Given exercise: Identify each line in the items below that contains the word "mountain", and copy those lines.

Listed entries:

%%

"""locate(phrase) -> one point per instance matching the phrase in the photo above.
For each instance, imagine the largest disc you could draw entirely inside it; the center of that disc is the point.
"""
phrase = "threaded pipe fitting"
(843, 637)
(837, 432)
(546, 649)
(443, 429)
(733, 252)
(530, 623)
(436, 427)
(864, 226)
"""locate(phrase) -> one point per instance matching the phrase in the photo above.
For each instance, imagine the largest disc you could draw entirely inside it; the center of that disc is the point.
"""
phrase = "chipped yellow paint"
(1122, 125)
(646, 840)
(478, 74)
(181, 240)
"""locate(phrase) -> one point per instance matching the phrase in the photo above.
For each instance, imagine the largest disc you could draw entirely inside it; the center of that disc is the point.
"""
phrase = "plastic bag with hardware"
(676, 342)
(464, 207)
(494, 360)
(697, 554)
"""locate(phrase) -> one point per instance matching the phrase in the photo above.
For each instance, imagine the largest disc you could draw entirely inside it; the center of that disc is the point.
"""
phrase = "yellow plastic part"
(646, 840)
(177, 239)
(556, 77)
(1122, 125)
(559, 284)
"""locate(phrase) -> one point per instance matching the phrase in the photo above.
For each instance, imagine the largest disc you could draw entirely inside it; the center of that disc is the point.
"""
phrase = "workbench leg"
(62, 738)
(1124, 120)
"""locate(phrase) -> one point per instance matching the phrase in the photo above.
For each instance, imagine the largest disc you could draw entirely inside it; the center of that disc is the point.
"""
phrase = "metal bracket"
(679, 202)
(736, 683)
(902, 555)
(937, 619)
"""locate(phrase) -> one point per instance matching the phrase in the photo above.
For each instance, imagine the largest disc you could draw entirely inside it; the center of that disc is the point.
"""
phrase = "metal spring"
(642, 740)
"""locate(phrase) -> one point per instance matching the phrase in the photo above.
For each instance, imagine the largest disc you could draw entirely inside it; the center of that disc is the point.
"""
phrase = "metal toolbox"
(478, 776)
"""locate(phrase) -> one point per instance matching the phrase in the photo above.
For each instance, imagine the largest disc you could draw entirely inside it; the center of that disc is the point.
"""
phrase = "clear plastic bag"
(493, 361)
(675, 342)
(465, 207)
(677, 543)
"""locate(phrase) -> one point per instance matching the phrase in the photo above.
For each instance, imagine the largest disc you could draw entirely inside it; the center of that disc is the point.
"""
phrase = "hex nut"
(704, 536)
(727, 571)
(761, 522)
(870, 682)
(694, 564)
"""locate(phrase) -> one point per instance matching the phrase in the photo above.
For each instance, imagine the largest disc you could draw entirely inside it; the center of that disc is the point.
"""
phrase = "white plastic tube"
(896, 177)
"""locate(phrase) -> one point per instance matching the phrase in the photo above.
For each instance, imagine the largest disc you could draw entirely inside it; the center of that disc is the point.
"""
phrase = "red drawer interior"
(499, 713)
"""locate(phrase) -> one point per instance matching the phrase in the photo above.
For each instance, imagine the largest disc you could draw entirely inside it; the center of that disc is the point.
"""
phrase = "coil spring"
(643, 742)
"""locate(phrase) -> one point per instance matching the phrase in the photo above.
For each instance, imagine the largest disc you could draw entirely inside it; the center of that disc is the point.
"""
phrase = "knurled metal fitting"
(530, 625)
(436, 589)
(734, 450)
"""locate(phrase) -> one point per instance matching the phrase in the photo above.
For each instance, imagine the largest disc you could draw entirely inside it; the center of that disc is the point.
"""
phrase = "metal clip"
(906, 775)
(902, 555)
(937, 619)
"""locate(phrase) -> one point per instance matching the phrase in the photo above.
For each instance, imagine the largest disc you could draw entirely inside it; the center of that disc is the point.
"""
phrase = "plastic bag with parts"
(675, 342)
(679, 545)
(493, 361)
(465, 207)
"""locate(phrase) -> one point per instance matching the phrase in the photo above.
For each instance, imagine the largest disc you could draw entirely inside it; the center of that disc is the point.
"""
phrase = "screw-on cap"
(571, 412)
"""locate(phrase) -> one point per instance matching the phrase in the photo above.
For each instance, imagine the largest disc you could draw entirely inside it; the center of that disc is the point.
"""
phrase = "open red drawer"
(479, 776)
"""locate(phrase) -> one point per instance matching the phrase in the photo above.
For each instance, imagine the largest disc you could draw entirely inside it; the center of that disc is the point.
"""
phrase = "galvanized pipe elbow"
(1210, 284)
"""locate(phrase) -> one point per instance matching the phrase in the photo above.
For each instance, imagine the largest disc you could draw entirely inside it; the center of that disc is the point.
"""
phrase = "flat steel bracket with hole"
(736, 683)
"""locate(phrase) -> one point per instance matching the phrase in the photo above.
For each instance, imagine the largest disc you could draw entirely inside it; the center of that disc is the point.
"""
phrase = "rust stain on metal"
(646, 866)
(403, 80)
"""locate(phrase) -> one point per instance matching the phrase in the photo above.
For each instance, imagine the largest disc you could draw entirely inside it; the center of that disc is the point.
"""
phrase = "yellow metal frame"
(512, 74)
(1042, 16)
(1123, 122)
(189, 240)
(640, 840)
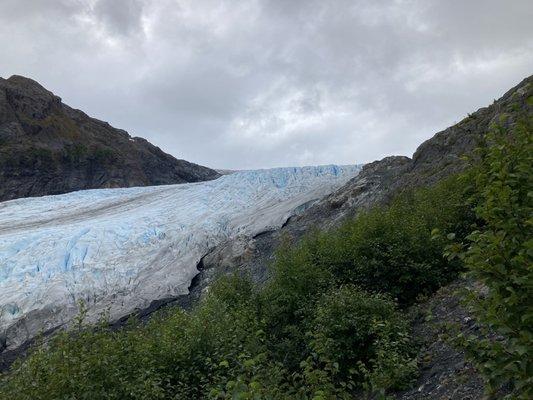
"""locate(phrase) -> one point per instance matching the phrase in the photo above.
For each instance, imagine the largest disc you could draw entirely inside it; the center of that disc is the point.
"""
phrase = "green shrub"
(500, 256)
(363, 340)
(325, 326)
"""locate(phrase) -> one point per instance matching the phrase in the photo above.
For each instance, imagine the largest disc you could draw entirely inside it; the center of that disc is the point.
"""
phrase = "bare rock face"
(46, 147)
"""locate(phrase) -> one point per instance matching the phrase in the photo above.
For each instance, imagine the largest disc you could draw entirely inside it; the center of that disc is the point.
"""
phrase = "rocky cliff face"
(377, 182)
(46, 147)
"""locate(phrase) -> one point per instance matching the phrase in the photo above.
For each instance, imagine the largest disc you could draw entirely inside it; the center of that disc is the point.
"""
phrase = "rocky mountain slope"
(122, 249)
(46, 147)
(377, 182)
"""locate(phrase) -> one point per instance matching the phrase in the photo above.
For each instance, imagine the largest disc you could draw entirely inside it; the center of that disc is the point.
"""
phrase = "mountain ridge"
(47, 147)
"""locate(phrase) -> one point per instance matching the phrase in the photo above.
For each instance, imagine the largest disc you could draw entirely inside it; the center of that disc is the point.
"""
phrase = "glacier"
(117, 250)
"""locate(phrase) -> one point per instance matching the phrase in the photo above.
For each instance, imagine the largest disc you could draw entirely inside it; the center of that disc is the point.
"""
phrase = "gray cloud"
(265, 83)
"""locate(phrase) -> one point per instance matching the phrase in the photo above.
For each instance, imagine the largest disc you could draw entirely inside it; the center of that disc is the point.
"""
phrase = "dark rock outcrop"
(46, 147)
(435, 159)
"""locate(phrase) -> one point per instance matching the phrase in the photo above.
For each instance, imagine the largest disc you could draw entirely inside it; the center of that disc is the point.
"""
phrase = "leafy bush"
(325, 326)
(362, 339)
(500, 256)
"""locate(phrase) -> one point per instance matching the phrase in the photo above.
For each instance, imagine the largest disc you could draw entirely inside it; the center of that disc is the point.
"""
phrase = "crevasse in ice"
(120, 249)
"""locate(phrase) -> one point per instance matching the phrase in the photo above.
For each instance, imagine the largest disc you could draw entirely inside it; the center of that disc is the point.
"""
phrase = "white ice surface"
(120, 249)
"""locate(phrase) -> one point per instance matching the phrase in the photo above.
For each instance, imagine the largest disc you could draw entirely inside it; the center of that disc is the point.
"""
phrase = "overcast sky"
(252, 84)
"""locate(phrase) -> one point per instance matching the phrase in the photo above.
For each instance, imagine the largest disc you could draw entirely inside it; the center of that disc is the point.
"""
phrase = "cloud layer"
(253, 84)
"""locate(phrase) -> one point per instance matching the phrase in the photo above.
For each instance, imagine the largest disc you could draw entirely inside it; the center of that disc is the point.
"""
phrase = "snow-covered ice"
(120, 249)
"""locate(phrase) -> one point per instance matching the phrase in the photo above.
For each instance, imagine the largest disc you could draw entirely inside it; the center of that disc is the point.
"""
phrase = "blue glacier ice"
(120, 249)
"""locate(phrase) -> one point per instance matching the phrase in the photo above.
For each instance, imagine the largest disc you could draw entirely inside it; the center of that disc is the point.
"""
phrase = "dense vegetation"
(330, 322)
(327, 325)
(499, 254)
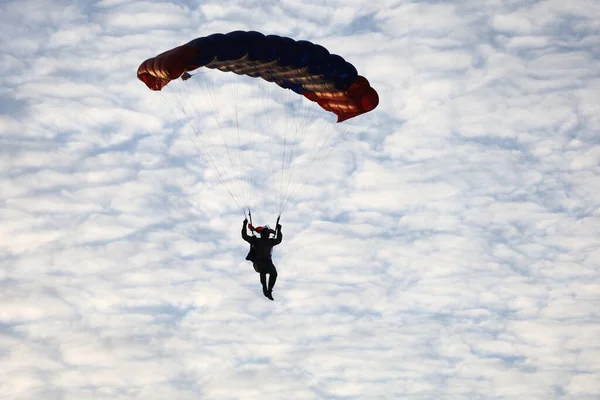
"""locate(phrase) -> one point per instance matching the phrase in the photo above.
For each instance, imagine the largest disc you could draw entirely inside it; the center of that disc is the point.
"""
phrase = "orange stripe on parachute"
(358, 99)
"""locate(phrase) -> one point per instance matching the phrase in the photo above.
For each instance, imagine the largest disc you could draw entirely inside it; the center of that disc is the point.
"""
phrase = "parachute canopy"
(301, 66)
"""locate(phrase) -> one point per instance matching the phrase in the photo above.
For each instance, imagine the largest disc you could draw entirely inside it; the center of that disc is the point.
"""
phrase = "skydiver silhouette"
(260, 252)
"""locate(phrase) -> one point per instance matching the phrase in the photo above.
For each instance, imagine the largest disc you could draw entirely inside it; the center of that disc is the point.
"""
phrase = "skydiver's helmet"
(264, 231)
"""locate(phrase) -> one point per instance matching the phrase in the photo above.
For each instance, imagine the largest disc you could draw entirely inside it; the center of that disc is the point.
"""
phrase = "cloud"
(447, 246)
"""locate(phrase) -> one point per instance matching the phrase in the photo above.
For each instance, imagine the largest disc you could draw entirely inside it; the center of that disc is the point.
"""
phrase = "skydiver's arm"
(245, 235)
(278, 237)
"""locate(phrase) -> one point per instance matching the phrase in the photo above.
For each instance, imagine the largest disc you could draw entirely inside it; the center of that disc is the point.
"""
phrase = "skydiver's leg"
(272, 279)
(263, 281)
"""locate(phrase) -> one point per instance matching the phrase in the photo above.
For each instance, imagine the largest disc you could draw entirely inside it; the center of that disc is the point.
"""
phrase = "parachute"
(305, 68)
(301, 66)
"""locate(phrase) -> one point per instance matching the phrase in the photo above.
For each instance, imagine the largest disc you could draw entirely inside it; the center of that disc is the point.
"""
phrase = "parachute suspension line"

%%

Answer for the task:
phrase = "rocky mountain slope"
phrase = "mountain ridge"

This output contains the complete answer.